> Try it: An exact copy of the listing below is required.

> Working data:

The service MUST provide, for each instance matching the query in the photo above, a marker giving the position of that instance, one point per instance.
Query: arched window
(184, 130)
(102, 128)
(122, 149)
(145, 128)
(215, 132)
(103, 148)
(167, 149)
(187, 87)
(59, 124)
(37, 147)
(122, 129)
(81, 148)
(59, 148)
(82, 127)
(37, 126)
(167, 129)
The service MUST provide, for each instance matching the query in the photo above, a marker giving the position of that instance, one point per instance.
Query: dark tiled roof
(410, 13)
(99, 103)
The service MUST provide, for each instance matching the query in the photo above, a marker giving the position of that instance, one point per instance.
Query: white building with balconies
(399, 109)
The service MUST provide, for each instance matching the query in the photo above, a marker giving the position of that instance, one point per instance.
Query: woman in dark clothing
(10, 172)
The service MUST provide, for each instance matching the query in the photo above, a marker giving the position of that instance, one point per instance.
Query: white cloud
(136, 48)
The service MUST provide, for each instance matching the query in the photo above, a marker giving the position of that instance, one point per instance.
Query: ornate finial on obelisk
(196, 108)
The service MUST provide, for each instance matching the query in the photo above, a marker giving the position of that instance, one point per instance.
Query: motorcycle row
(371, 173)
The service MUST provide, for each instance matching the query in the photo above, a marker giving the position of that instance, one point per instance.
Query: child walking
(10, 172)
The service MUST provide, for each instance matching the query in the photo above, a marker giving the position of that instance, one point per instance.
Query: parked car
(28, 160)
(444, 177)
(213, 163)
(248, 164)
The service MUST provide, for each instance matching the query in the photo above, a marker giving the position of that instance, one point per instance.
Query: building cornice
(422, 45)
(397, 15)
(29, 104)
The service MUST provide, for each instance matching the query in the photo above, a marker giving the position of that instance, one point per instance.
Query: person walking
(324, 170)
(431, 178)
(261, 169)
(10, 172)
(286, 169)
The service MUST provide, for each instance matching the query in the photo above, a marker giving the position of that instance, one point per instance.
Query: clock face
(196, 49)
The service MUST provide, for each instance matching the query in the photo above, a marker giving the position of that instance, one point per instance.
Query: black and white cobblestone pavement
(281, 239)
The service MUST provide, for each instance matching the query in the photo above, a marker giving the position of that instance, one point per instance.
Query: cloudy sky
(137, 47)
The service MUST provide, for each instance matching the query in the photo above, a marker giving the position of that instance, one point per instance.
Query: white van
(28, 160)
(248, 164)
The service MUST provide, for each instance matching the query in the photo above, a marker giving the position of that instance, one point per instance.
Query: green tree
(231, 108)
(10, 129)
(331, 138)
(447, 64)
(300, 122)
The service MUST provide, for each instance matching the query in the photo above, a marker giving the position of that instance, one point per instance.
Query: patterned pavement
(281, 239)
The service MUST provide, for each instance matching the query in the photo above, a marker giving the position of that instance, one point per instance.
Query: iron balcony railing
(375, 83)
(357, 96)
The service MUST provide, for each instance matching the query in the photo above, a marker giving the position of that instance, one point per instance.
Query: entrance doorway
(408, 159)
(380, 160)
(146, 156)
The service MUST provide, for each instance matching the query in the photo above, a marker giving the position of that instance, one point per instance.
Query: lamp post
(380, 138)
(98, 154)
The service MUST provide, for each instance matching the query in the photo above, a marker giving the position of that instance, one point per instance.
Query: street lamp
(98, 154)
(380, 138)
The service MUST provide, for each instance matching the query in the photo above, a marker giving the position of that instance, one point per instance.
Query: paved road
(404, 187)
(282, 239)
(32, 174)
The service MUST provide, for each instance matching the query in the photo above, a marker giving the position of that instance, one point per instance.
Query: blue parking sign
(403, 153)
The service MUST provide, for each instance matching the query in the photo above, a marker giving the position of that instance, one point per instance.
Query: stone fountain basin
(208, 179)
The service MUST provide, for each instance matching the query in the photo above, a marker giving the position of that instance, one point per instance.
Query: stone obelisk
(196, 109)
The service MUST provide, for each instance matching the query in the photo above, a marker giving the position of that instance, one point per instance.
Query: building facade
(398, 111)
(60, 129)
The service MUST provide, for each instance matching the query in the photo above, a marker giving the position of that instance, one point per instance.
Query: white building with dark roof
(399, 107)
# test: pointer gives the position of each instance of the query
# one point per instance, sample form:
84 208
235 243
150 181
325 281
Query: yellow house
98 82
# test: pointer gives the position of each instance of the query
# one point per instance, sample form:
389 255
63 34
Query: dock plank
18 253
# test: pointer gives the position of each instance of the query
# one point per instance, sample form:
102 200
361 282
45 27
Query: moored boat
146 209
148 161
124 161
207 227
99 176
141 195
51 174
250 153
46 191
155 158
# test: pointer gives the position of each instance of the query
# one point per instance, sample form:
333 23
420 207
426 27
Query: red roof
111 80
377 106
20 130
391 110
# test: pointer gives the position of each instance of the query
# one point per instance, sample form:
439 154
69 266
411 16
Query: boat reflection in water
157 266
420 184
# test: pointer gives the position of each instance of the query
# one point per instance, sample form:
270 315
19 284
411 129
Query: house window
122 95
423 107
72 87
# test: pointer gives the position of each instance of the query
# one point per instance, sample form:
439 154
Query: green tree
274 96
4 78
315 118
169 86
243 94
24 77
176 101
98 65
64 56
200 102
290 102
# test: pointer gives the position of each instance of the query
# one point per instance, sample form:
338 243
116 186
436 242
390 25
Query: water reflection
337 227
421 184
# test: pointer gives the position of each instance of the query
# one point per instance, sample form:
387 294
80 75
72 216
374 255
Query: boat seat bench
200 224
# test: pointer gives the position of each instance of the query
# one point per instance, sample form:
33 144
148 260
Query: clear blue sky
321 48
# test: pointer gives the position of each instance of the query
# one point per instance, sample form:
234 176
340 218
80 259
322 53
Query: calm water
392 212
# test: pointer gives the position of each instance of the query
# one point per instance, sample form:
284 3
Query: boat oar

> Exercise response:
The service MUST provide, for each instance matching the query in the photo above, a marker giving the position of that instance, one point per instance.
Query: arched window
(184, 130)
(102, 128)
(122, 149)
(145, 128)
(215, 132)
(103, 148)
(167, 149)
(187, 87)
(59, 124)
(37, 147)
(122, 129)
(81, 148)
(59, 148)
(82, 127)
(37, 126)
(167, 129)
The service MUST provide, for each instance matching the query in the photo above, a marker giving the position of that instance, one point per instance.
Query: dark tiled roof
(410, 13)
(99, 103)
The service MUST provide, for each instance matching the query in the photo above, a marker giving the position of that instance, one point per instance.
Query: white building with balconies
(399, 109)
The service MUST provide, for each instance matching the query in the photo above, a marker giving the position of that instance, one point per instance.
Query: woman in dark clothing
(10, 172)
The service MUST provide, for each instance matching the query in the photo above, a marker giving the position of that instance, one point per instance.
Query: white cloud
(136, 48)
The service MUST provide, for each instance matching the query in the photo above, a marker giving the position of that instance, one point per instance.
Query: ornate finial on obelisk
(196, 108)
The service MUST provide, for each instance matching the query in the photo above, a marker giving the position of that instance, one point per instance.
Query: motorcycle row
(371, 173)
The service MUST provide, for each instance matching the query in the photo above, a marker giving the position of that instance, one point per instance.
Query: child walking
(10, 172)
The service MUST provide, for each instance matching the query in the photo above, a marker giving the position of that instance, one point per instance.
Query: parked car
(28, 160)
(444, 177)
(213, 163)
(248, 164)
The service MUST provide, for each instance matching the query in the photo above, a marker giving the position of that instance, one point per instance.
Query: building cornice
(422, 45)
(397, 15)
(29, 104)
The service MUST provide, for each instance matching the query in the photo above, a marker giving the position of that instance, one point per instance.
Query: person walking
(324, 170)
(431, 178)
(261, 169)
(10, 172)
(286, 169)
The service MUST provide, for each instance matching the query in the photo above, a marker giving the position of that instance, one point per instance.
Query: clock face
(196, 49)
The service MUST provide, for each instance matching the query in the photo above, a marker giving the position of that instance, one point per instance.
Query: black and white cobblestone pavement
(281, 239)
The service MUST provide, for each instance matching the query in the photo above, a marker giving the position of that instance, one point per instance.
Query: cloudy sky
(137, 47)
The service MUST provide, for each instance matching the query in the photo above, a marker giving the position of that instance, one point per instance.
Query: white van
(28, 160)
(248, 164)
The service MUST provide, for each instance matching the query in the photo above, a marker giving the position of that instance, one point per instance.
Query: green tree
(231, 108)
(10, 129)
(331, 138)
(447, 64)
(300, 122)
The service MUST provide, for each instance matching the query in the photo above, a marker giving the position of that instance, one point per instance.
Query: patterned pavement
(281, 239)
The service MUST provide, for each instance matching the query in the photo above, a marker giving the position of that instance, one point per instance.
Query: iron balcony railing
(375, 83)
(357, 96)
The service MUST provide, for each instance matching the query in the photo above, a marker giving the position of that instance, one point per instance.
Query: entrance doorway
(408, 159)
(380, 160)
(146, 156)
The service MUST provide, for each instance matching the query in the photo above, a marker giving the position of that instance, one point per instance.
Query: lamp post
(380, 138)
(98, 154)
The service MUST provide, for each instance matching the query in the photo above, a marker giving the position of that instance, one point per instance.
Query: street lamp
(98, 154)
(380, 138)
The service MUST provide, for each instance matching the query in the photo above, a marker giving the position of that instance, one point per instance.
Query: paved road
(404, 187)
(282, 239)
(32, 174)
The service MUST provide, for each instance matching the query in the photo above, a marker giving the position of that instance, one point per instance.
Query: blue parking sign
(403, 153)
The service MUST provide, for each instance matching the query in the photo above, a marker giving the position of that instance, one point per instance.
Query: stone fountain basin
(208, 179)
The service MUST provide, for each instance matching the query in the photo above, a marker giving the position of that instance, one point per instance.
Query: stone obelisk
(196, 109)
The service MUST provide, for each instance matching the query in the photo above, a marker giving the position of that instance, one point per instance.
Query: building facade
(398, 111)
(60, 129)
The service MUST provide, for each instance matching the query in the photo above, a marker giving the position of that instance, one point per instance.
Query: white building with dark roof
(399, 107)
# test: pointer gives the position of each instance of the query
# one point per instance, sample form:
84 208
235 243
150 181
325 281
Query: yellow house
98 82
# test: pointer gives the position of each instance of the query
# one point per instance, sample form:
389 255
63 34
Query: dock plank
18 253
# test: pointer gives the position of each instance of the query
# one point per instance, sample form:
102 200
361 282
45 27
Query: moored boat
146 209
148 161
124 161
207 227
99 176
141 195
51 174
250 153
46 191
155 158
# test: pointer gives the position of each instance of the query
# one point per instance, sample form:
333 23
420 207
426 27
Query: red roof
111 80
377 106
20 130
391 110
# test: pointer gives the position of each instance of the query
# one point per instance, sample form:
439 154
69 266
411 16
Query: boat reflection in water
157 266
420 184
# test: pointer gives the position of each instance of the query
# one point per instance, sample form:
270 315
19 284
411 129
Query: house window
122 95
423 107
72 87
# test: pointer gives the position of each instance of the query
# one point per instance, sample form:
439 154
Query: green tree
274 96
4 78
315 118
169 86
243 94
24 77
176 101
98 65
64 56
200 102
290 102
# test: pointer gives the position of each instance of the query
# one point per instance, sample form:
338 243
116 186
436 242
390 25
Query: water reflection
337 227
421 184
# test: pointer gives the position of each instance of the query
# one point per instance, sample form:
387 294
80 75
72 216
374 255
Query: boat seat bench
200 224
# test: pointer gives the position of each instance of the query
# one point per instance, sample form:
33 144
148 260
Query: clear blue sky
321 48
# test: pointer gives the position of each instance of the query
# one point per instance, sample form:
234 176
340 218
80 259
322 53
Query: calm water
392 212
# test: pointer gives the position of each instance of the query
# one point per instance, sample form:
284 3
Query: boat oar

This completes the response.